» Ihre Aufgaben:
1. Beantworten Sie anhand des Textes über Yayoi Kusamas Infinity Mirrored Rooms die folgenden Fragen:
(a) In welcher Galerie wurde „Phalli’s Field“ 1965 zum ersten Mal gezeigt?
(b) Wofür verwendete Kusama ein Jahr später ein Panel von „Phalli’s Field“?
(c) In welcher Einrichtung befindet sich laut Bildunterschrift „Love is Calling“?
2. Schreiben Sie aus dem Text über Yayoi Kusamas Infinity Mirrored Rooms den Abschnitt ab, der mit „Besonders schwierig und“ beginnt und mit „Sexualität ist unverkennbar.“ endet.
3. Prüfen Sie, ob die folgenden Aussagen mit dem Text über Yayoi Kusamas Infinity Mirrored Rooms übereinstimmen. Antworten Sie jeweils mit Ja oder Nein, und zitieren Sie die entscheidenden Worte des Textes wörtlich.
(a) In „Love is Calling“ können sich Besucher frei zwischen den Skulpturen bewegen.
(b) Die phallusförmigen Objekte in „Phalli’s Field“ bedecken nur einen Teil des Bodens.
(c) Das Nähen der Objekte für „Phalli’s Field“ ging schnell und einfach vonstatten.

» Textauszug:
Infinity Mirrored Room „Phalli’s Field“ (1965)

Phalli's Field by Yayoi Kusama
Ich im Infinity Mirrored Room „Phalli’s Field“ 🙂 – Hirshhorn Museum, Washington D.C.

Schon kurz nachdem Yayoi Kusama nach New York gezogen war, schaffte sie Kunst auf größerem Maßstab als bisher und brachte ihre Visionen zuerst auf große Leinwände und kreierte später Installationen, die ganze Räume füllen. Tatsächlich kombiniert der erste Infinity Room, „Phalli’s Field“ (1965) alle Elemente, welche Kusamas Kunst berühmt machten: Polkadots, genähte Objekte aus Baumwollstoff, sowie sich unendlich widerholende Spiegelwände.

Besonders schwierig und zeitintensiv gestaltete sich das Nähen der phallusförmigen Objekte, welche den gesamten Boden des Raumes bedecken. Schon bald griff Kusama auf Spiegel zurück, um den Eindruck zu erwecken, dass ich die Skulpturen ins Unendliche erstrecken. So entsteht ein schier ewiges „Phallus-Feld“. Kusamas wiederkehrendes Motiv der Sexualität ist unverkennbar.

Der Infinity Mirrored Room wurde 1965 als Teil der Ausstellung „Floor Show“ in der Castellane Gallery in New York das erste Mal gezeigt. Nur ein Jahr später nutzte Kusama ein Panel des „Phalli’s Field“ für ihr „14th Street Happening“, bei dem sie sich auf ihr Kunstwerk legte und mitten auf dem Gehweg platzierte. Bis heute ist der erste Infinity Mirror Room eines der signifikantesten Werke von Yayoi Kusama, denn der Raum und Teile davon tauchen in mehreren (Selbst-)Portraits, Happenings und Performances der 60er Jahre auf.


Infinity Mirrored Room „Love is Calling“ (2013)

Love is Calling by Yayoi Kusama
Infinity Mirrored Room „Love is Calling“ – Institute of Contemporary Art, Boston

„Love is Calling“ ist bislang Kusamas immersivster und kaleidoskopischster Infinity Mirrored Room. Die volle Bandbreite der typischen visuellen Elemente kommt zum Einsatz – von klassischen Polkadots, über weiche, tentakelartige Skulpturen in bunten Farben, hin zur Illusion von Unendlichkeit, hervorgerufen durch Spiegelwände. Anders als bei ihren vorherigen Werken, bei denen Besucher sich auf einem vorgeschriebenen Pfad durch den Raum bewegen mussten oder nur eine kleine Fläche zum Stehen haben, kann man nun frei zwischen den Skulpturen herumgehen.

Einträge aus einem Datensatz
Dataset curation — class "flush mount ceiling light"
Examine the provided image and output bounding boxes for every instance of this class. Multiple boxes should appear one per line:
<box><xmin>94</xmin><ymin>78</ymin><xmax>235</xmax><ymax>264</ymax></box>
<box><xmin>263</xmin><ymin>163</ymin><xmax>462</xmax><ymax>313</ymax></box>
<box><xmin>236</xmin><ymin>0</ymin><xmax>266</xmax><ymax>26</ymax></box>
---
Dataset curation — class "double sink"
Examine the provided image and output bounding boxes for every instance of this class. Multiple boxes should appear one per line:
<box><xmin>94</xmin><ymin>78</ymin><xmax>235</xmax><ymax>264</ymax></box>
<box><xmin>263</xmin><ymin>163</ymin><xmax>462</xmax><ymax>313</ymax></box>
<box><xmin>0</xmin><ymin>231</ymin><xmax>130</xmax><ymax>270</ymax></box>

» Lösungen:
1.
(a) In der Castellane Gallery in New York, als Teil der Ausstellung „Floor Show“.
(b) Für ihr „14th Street Happening“.
(c) Im Institute of Contemporary Art, Boston.

2.
Besonders schwierig und zeitintensiv gestaltete sich das Nähen der phallusförmigen Objekte, welche den gesamten Boden des Raumes bedecken. Schon bald griff Kusama auf Spiegel zurück, um den Eindruck zu erwecken, dass ich die Skulpturen ins Unendliche erstrecken. So entsteht ein schier ewiges „Phallus-Feld“. Kusamas wiederkehrendes Motiv der Sexualität ist unverkennbar.

3.
(a) Ja: „kann man nun frei zwischen den Skulpturen herumgehen“
(b) Nein: „welche den gesamten Boden des Raumes bedecken“
(c) Nein: „Besonders schwierig und zeitintensiv gestaltete sich das Nähen der phallusförmigen Objekte“